Rewrite all of the material below, substituting "that would be much appreciated" for each occurrence of "that would be a great help" and keeping every other line and character unchanged.

[Point placement records]
=======

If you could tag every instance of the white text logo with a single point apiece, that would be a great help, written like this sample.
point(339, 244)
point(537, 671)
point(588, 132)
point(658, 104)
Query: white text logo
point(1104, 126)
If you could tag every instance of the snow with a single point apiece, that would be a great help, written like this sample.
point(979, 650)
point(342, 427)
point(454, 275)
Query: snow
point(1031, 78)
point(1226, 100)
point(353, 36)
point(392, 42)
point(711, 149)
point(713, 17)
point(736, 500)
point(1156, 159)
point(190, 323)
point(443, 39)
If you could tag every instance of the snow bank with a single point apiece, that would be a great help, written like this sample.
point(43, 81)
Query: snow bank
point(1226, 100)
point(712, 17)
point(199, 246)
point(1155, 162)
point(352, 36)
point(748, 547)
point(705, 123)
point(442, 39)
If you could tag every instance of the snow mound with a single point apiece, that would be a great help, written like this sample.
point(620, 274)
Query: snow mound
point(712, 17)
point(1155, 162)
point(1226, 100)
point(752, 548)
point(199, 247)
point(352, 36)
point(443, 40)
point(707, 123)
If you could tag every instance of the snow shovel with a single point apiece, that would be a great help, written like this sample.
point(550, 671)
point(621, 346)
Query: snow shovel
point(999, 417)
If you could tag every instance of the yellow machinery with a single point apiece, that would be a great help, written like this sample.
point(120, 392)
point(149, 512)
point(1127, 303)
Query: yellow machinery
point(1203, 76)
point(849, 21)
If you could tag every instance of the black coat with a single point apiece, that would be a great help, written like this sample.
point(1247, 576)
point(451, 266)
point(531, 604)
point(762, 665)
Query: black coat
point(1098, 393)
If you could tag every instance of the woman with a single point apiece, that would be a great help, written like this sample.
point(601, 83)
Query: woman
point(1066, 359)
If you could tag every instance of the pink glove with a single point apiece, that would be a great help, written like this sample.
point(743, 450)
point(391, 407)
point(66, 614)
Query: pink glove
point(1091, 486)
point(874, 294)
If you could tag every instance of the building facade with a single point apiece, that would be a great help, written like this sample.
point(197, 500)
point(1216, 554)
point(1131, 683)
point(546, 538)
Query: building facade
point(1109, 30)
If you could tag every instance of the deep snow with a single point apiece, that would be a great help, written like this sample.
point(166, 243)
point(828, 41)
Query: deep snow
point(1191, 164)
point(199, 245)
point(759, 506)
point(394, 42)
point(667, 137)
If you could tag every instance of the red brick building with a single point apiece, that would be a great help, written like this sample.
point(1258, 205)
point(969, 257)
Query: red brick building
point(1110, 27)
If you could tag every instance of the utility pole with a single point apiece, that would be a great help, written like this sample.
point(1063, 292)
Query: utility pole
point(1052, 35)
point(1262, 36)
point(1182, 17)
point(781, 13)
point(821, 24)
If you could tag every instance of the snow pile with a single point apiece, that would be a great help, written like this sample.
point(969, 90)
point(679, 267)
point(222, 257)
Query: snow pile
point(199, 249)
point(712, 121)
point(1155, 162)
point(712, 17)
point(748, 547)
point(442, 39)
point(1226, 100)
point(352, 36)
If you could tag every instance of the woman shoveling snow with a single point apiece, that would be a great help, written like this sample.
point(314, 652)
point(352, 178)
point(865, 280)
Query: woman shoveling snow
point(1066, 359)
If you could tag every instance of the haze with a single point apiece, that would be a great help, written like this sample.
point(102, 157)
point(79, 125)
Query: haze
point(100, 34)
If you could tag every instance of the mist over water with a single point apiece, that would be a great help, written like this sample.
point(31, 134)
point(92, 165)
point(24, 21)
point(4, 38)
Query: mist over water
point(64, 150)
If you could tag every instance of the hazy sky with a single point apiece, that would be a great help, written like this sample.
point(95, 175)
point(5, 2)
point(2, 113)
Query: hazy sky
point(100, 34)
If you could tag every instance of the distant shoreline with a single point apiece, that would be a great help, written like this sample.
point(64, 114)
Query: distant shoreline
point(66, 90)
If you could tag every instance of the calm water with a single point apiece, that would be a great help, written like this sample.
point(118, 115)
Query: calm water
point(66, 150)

=======

_ANSWER TO THE EXERCISE_:
If you could tag every instance of the white text logo with a single point apiece, that would be much appreciated, written like this sample.
point(339, 244)
point(537, 671)
point(588, 132)
point(658, 104)
Query: white text logo
point(1104, 126)
If you could tag every instance of the snow with a single point apiece, that would be much appreciated, written like this sample.
point(979, 650)
point(342, 427)
point(454, 275)
Query: snow
point(1031, 78)
point(1226, 100)
point(353, 36)
point(392, 42)
point(711, 149)
point(713, 17)
point(736, 500)
point(1156, 159)
point(190, 323)
point(443, 39)
If you could tag every instance of the snow bank with a single point apiece, that would be much appreciated, written like this sample.
point(43, 81)
Query: snow bank
point(1226, 100)
point(712, 17)
point(199, 246)
point(1155, 162)
point(352, 36)
point(748, 547)
point(705, 123)
point(442, 39)
If you could tag every instance of the snow mound with a single point apiece, that would be much appreciated, written like this sample.
point(620, 274)
Query: snow mound
point(712, 17)
point(1155, 162)
point(1226, 100)
point(752, 548)
point(199, 247)
point(352, 36)
point(443, 40)
point(707, 123)
If you could tag every instance of the snow shovel with a single point apiece, that would be much appreciated, written like this sample.
point(550, 671)
point(621, 346)
Query: snow shovel
point(999, 417)
If you could tag every instance of the yellow machinery with a single point apiece, that would be much appreciated, written like this sample.
point(120, 392)
point(149, 512)
point(1127, 303)
Query: yellow machinery
point(1203, 76)
point(849, 21)
If you could tag every instance of the black coat with a single point apiece, that would be much appreciated, written like this sample.
point(1247, 576)
point(451, 266)
point(531, 604)
point(762, 665)
Query: black coat
point(1098, 393)
If you could tag every instance of the woman with a single point apiece, that would be much appreciated, written like this sample.
point(601, 83)
Query: woman
point(1066, 359)
If you could tag every instance of the pink glove with a single point apiece, that would be much appreciated, written like this sample.
point(743, 450)
point(391, 407)
point(66, 614)
Query: pink glove
point(1091, 486)
point(874, 294)
If you could tag every instance of the building facade with a single point apiece, that would be much appreciated, written like this sample.
point(197, 500)
point(1216, 554)
point(1131, 683)
point(546, 538)
Query: building facade
point(1109, 30)
If you could tag every instance of the deep snow with a single point apiece, that would be much appreciated, written like this sample.
point(166, 243)
point(828, 41)
Query: deep snow
point(1191, 164)
point(199, 245)
point(759, 506)
point(394, 42)
point(667, 137)
If you could tag every instance of the red brick building with a single point apiece, that would be much appreciated, written like this sample.
point(1258, 205)
point(969, 257)
Query: red brick building
point(1110, 27)
If you could tag every instance of the utility pole with a single point apiece, that would be much appreciated, written like this sample.
point(1063, 292)
Query: utility pole
point(1052, 35)
point(1262, 36)
point(1182, 17)
point(781, 13)
point(821, 24)
If you could tag every instance of the snow pile with a single point apiece, that would be much appreciated, written like this sample.
point(969, 90)
point(679, 267)
point(222, 257)
Query: snow pile
point(199, 249)
point(712, 121)
point(1155, 162)
point(712, 17)
point(748, 547)
point(442, 39)
point(1226, 100)
point(352, 36)
If you could tag every instance of the woman shoveling snow with a single point apiece, that would be much appreciated, written like this sample.
point(314, 652)
point(352, 178)
point(865, 280)
Query: woman shoveling snow
point(1066, 359)
If you could tag every instance of the haze with a single point apiece, that would be much appreciated, written like this sample.
point(102, 157)
point(79, 125)
Query: haze
point(100, 34)
If you could tag every instance of the mist over water with a single point apiece, that would be much appreciated, written like this sample.
point(31, 134)
point(92, 165)
point(24, 21)
point(4, 38)
Query: mist over water
point(64, 150)
If you could tag every instance of the hazy sky with a single point apiece, that would be much appreciated, written like this sample.
point(95, 175)
point(5, 2)
point(2, 113)
Query: hazy sky
point(100, 34)
If you could tag every instance of the distant shoreline with a single point apiece, that would be much appreciated, written like this sample.
point(64, 114)
Query: distant shoreline
point(66, 90)
If you could tag every instance of the calm water with a single point apiece, that would be much appreciated, written like this sample.
point(118, 115)
Query: calm water
point(66, 150)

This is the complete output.